Em Portugal, atualmente, quem aprofunda a linha melancólica é Herberto Helder, nascido em 1930, sem dúvida um dos melhores poetas do mundo na atualidade e que teve sua obra completa, até 2006, lançada no Brasil pela editora Girafa, com o título Ou o poema contínuo. Com um estilo que mescla traços do simbolismo e do surrealismo, mas sob uma ótica contemporânea, Helder trabalha sobre imagens que buscam a negatividade dos objetos (mas também a sua sensibilidade), lidando com a ideia de que a natureza e a humanidade se completam ou se destroem, com um ritmo e um corte de versos precisos. Para Benjamin, “Toda a sabedoria do melancólico vem do abismo; ele deriva da imersão na vida das coisas criadas, e nada deve às vozes da Revelação. Tudo que é saturnino remete às profundezas da terra... O olhar voltado para o chão caracteriza o saturnino, que perfura o sol com seus olhos”. Para Benjamin, a mudez é disposição fundamentalmente melancólica. Helder segue esse caminho:

Esta mão que escreve a ardente melancolia
da idade
é a mesma que se move entre as nascentes da cabeça,
que à imagem do mundo aberta de têmpora
a têmpora
ateia a sumptuosidade do coração. A demência lavra
a sua queimadura desde os recessos negros
onde
se formam
as estações até o cimo,
nas sedas que se escoam com a largura
fluvial
da luz e a espuma, ou da noite e as nebulosas
e o silêncio todo branco.
Os dedos.

══════════

**Tarefas:**
1) Copie do trecho sobre Herberto Helder a passagem que vai de "Esta mão que" a "silêncio todo branco.".
2) Escreva a continuação do trecho sobre Herberto Helder, começando logo após a última linha apresentada.

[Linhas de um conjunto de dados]
══════════

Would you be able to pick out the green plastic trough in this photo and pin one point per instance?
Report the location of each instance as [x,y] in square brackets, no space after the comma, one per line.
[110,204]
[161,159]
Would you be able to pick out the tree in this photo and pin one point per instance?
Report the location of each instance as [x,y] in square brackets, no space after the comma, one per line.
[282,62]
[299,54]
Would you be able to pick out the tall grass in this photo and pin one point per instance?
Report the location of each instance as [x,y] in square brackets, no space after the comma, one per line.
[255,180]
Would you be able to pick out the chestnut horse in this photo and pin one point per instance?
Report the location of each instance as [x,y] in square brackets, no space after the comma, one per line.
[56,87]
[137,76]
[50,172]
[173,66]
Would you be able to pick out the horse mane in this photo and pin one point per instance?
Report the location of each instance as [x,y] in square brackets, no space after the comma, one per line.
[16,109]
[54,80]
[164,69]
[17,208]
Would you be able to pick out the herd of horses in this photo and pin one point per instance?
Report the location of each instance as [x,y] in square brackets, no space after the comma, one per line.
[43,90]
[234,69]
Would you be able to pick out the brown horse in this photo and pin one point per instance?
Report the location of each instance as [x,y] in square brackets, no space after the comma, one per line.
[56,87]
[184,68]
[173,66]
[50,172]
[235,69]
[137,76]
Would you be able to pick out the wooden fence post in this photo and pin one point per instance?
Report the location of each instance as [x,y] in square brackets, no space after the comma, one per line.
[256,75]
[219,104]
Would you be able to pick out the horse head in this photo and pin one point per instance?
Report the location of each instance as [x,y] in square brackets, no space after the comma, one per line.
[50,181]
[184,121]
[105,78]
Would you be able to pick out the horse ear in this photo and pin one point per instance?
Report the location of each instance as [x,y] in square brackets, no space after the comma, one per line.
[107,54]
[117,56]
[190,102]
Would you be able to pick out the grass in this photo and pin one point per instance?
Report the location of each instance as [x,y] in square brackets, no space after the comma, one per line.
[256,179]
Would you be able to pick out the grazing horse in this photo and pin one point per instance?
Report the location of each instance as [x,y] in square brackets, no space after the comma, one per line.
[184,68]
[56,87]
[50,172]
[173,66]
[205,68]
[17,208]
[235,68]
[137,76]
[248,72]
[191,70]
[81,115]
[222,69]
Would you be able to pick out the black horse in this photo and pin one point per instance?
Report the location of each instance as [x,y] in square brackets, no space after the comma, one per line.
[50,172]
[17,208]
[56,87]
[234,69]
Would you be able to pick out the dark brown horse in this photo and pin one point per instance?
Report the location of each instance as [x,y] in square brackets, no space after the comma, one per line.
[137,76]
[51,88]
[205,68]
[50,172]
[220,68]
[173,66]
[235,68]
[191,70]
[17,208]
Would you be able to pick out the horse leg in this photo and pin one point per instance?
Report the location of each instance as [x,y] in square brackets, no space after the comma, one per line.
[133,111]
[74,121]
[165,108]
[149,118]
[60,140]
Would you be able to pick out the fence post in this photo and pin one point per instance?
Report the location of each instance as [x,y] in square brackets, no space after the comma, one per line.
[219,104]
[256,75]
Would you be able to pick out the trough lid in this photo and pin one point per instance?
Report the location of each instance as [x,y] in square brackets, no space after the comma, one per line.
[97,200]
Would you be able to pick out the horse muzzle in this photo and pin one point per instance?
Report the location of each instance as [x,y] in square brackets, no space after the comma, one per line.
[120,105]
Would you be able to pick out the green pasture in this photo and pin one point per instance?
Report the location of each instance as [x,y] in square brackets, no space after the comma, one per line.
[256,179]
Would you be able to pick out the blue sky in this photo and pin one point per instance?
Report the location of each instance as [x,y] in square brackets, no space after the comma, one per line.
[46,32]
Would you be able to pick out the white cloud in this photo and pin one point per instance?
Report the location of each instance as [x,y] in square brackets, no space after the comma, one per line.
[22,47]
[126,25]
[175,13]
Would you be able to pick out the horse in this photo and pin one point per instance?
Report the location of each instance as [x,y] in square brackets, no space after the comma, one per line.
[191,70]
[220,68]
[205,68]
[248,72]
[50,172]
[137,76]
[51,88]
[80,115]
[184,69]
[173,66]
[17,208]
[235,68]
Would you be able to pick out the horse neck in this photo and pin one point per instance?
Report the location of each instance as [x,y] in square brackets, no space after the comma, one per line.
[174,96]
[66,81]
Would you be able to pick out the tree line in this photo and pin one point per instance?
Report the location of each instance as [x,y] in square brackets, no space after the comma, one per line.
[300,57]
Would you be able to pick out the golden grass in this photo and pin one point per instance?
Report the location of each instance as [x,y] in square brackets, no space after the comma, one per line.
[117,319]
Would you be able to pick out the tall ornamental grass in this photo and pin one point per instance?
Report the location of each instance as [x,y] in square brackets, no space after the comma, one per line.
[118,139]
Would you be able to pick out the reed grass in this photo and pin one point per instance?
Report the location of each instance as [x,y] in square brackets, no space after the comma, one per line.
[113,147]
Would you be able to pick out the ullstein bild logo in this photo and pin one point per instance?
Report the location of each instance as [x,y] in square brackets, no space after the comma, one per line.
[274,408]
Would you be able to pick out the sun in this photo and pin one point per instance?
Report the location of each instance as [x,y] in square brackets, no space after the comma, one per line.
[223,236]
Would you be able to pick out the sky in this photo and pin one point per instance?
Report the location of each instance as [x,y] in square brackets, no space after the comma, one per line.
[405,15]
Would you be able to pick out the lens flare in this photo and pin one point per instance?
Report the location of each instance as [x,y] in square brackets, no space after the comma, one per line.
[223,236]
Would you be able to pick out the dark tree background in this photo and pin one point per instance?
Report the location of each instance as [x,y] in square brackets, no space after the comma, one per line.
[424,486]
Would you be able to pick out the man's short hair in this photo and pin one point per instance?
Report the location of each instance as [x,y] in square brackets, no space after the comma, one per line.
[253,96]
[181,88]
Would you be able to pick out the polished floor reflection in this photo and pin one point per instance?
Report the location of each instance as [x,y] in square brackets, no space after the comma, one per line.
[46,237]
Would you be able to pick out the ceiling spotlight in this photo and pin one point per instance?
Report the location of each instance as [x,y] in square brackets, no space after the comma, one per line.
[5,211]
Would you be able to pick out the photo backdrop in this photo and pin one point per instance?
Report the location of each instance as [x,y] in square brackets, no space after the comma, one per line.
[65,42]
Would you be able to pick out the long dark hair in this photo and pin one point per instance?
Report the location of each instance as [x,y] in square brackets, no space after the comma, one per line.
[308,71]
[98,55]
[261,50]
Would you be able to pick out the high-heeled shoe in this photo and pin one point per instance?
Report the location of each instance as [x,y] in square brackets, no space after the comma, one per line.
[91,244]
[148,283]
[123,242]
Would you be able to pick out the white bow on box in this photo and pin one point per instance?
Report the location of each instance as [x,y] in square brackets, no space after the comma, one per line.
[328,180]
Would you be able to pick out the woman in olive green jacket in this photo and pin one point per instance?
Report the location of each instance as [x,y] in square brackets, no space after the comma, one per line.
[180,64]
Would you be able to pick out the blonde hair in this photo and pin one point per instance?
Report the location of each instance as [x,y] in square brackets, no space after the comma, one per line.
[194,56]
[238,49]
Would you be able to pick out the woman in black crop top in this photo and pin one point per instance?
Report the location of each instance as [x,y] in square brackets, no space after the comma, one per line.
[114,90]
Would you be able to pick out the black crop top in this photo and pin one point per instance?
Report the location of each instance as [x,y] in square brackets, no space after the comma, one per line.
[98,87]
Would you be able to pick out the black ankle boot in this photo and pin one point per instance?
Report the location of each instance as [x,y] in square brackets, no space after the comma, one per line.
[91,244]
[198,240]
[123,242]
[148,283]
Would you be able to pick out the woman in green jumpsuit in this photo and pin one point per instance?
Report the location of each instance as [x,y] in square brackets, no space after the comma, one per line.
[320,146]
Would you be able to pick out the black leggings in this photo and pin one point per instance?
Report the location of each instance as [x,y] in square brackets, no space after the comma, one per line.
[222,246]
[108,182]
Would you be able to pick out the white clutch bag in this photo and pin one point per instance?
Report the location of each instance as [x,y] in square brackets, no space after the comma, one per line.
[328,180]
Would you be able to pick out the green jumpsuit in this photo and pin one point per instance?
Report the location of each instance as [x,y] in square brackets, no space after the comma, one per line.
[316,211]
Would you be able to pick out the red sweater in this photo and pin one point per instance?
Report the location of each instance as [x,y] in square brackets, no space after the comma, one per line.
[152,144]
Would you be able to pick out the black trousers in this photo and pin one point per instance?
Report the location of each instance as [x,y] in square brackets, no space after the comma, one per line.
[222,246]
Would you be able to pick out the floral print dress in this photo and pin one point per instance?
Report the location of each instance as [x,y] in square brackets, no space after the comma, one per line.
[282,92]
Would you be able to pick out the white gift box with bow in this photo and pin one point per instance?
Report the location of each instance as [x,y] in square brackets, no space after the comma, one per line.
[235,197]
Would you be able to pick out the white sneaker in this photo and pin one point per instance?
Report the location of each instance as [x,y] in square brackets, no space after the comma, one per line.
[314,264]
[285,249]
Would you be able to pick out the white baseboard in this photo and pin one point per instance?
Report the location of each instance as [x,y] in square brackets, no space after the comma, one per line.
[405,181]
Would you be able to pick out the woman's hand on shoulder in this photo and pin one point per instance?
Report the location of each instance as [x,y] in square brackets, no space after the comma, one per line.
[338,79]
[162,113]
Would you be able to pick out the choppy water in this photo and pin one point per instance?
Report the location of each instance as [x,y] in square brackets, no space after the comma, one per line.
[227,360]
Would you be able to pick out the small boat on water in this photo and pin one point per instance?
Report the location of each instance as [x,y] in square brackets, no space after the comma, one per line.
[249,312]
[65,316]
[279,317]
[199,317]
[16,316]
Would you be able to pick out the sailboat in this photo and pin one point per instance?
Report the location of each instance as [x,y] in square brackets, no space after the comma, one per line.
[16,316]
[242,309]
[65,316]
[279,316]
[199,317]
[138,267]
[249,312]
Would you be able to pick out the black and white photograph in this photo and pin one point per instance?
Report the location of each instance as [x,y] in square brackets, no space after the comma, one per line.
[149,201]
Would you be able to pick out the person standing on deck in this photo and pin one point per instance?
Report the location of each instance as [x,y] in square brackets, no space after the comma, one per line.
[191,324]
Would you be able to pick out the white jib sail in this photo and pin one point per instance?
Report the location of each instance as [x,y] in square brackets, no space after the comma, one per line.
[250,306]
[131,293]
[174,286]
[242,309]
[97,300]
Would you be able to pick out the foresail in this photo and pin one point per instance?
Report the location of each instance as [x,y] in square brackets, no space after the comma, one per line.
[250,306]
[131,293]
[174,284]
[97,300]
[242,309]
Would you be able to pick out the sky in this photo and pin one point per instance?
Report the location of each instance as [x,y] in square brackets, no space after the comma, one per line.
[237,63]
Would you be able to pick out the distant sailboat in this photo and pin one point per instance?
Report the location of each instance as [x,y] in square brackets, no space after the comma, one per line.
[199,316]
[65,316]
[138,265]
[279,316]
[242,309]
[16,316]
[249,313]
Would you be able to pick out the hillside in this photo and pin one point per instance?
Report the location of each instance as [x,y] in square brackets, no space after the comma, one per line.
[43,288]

══════════

**Respostas:**
1)
Esta mão que escreve a ardente melancolia
da idade
é a mesma que se move entre as nascentes da cabeça,
que à imagem do mundo aberta de têmpora
a têmpora
ateia a sumptuosidade do coração. A demência lavra
a sua queimadura desde os recessos negros
onde
se formam
as estações até o cimo,
nas sedas que se escoam com a largura
fluvial
da luz e a espuma, ou da noite e as nebulosas
e o silêncio todo branco.

2)
A imagem da mão que escreve a melancolia e dos dedos que compõem o silêncio todo branco é definidora desse poeta. O silêncio e a contenção do corpo se repetem ao longo dos poemas: “A toda a velocidade, em silêncio, no mapa – / como se descobre uma letra / de outra cor no meio das folhas, / estremecendo nos ulmos, em silêncio. Gota / sombria num girassol – / essa letra, essa cidade em silêncio, / batendo como sangue”. Para Mária Lúcia Dal Farra – na introdução de O corpo o luxo a obra, antologia de Helder publicada pela Iluminuras –,e fica claro nesse fragmento, na poesia de Helder, “as fagulhas que as palavras exalam saltam, simultâneas, com tanta intensidade, que a linguagem se deixa arder no ato de leitura – chamas mantidas e sustentadas à custa da nossa própria respiração de leitor”. Dal Farra também aproxima o imaginário de Helder ao cinema, com sua “movimentação, retardo, aceleração de imagens, montagem e outros recursos mais”. Parece pertinente constatar que essa fuga à estagnação – os poemas de Helder têm um ritmo que cresce pouco a pouco, por meio do encadeamento sucessivo de versos – esconde um sujeito recluso. E, mais do que apresentar uma agilidade artesanal, Helder é extremamente sensível, e toca o leitor com imagens: “As crianças criam. São esses os espaços / onde nascem as suas árvores”; por isso, se autodescreve:

Sou alguma coisa audível, sensível.
Um movimento.
Cadeira congeminando-se na bacia,
feita o sentar-se.
Ou flores bebendo a jarra.
O silêncio estrutural das flores.
E a mesa por baixo.
A sonhar.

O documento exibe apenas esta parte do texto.